= CHALLENGE =
Reproduce all of the material below line for line, changing nothing.
#### RECORDED DATA ####
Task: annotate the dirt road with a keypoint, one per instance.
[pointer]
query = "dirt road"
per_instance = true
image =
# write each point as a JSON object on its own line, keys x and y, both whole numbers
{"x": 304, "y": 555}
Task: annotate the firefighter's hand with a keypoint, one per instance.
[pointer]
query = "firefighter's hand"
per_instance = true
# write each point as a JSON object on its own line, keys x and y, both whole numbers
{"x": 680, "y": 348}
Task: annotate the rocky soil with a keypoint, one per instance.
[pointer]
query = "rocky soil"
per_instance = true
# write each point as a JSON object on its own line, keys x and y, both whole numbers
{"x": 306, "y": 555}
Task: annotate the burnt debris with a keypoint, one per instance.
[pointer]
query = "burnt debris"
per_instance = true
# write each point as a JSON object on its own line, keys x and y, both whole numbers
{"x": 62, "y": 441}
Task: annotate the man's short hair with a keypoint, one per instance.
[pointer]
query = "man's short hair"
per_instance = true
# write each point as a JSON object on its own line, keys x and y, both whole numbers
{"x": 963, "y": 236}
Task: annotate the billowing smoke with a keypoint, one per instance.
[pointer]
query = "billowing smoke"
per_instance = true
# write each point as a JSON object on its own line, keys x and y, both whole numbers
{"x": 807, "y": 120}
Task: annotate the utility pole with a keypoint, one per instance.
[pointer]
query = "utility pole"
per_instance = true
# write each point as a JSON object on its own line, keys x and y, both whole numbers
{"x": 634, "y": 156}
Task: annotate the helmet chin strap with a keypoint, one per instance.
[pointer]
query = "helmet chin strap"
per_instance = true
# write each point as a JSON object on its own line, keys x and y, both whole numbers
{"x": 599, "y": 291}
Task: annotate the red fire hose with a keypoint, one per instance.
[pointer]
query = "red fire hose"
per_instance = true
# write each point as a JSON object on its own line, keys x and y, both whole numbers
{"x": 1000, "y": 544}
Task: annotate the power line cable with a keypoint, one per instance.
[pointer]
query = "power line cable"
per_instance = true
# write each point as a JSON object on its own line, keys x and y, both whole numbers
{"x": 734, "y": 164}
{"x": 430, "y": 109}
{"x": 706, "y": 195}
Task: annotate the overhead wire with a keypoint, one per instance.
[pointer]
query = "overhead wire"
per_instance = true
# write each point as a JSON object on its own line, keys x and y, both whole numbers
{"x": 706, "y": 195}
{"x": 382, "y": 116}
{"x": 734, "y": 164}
####
= COMPLETE ANSWER =
Task: annotate the dirt road with a keypoint, one per instance.
[pointer]
query = "dirt road"
per_instance = true
image =
# write each point as a JSON object on its own line, keys x and y, both whole numbers
{"x": 304, "y": 555}
Task: annotate the firefighter's hand with a keypoint, one per instance.
[pointer]
query = "firefighter's hand"
per_instance = true
# write each point as a JSON object on its own line, keys x and y, both whole numbers
{"x": 680, "y": 348}
Task: annotate the rocky soil with a keypoint, one per instance.
[pointer]
query = "rocky soil"
per_instance = true
# write each point as a JSON object on its own line, keys x and y, both whole numbers
{"x": 306, "y": 555}
Task: annotate the burnt debris with a keypoint, one per instance.
[pointer]
query = "burnt debris"
per_instance = true
# write each point as a JSON object on its own line, keys x and y, both whole numbers
{"x": 62, "y": 441}
Task: annotate the man's short hair with a keypoint, one per instance.
[pointer]
query = "man's short hair"
per_instance = true
# write each point as a JSON object on its own line, keys x and y, both whole numbers
{"x": 963, "y": 236}
Task: annotate the billowing smoke with a keypoint, one per instance.
[pointer]
query = "billowing smoke"
per_instance = true
# write each point as a JSON object on its own line, keys x and y, both whole numbers
{"x": 807, "y": 120}
Task: annotate the utility pole with a keypoint, one per instance.
[pointer]
query = "utility pole"
per_instance = true
# write each point as a JSON object on its own line, keys x and y, both whole numbers
{"x": 634, "y": 156}
Task: annotate the helmet chin strap with a keypoint, one per instance.
[pointer]
query = "helmet chin strap"
per_instance = true
# write each point as a JSON object on its own line, keys x and y, both whole numbers
{"x": 599, "y": 291}
Task: annotate the red fire hose with a keypoint, one per instance.
[pointer]
query = "red fire hose"
per_instance = true
# write each point as a JSON object on its own line, keys x and y, both whole numbers
{"x": 1000, "y": 544}
Task: annotate the power line cable with a keypoint, one per instance.
[pointer]
query = "power line cable"
per_instance = true
# write each point as a JSON object on its own line, keys x and y, both whole numbers
{"x": 734, "y": 164}
{"x": 430, "y": 109}
{"x": 706, "y": 195}
Task: annotate the overhead wire with a keypoint, one per instance.
[pointer]
query = "overhead wire"
per_instance = true
# write each point as a JSON object on its own line, keys x and y, both whole numbers
{"x": 706, "y": 195}
{"x": 382, "y": 116}
{"x": 734, "y": 164}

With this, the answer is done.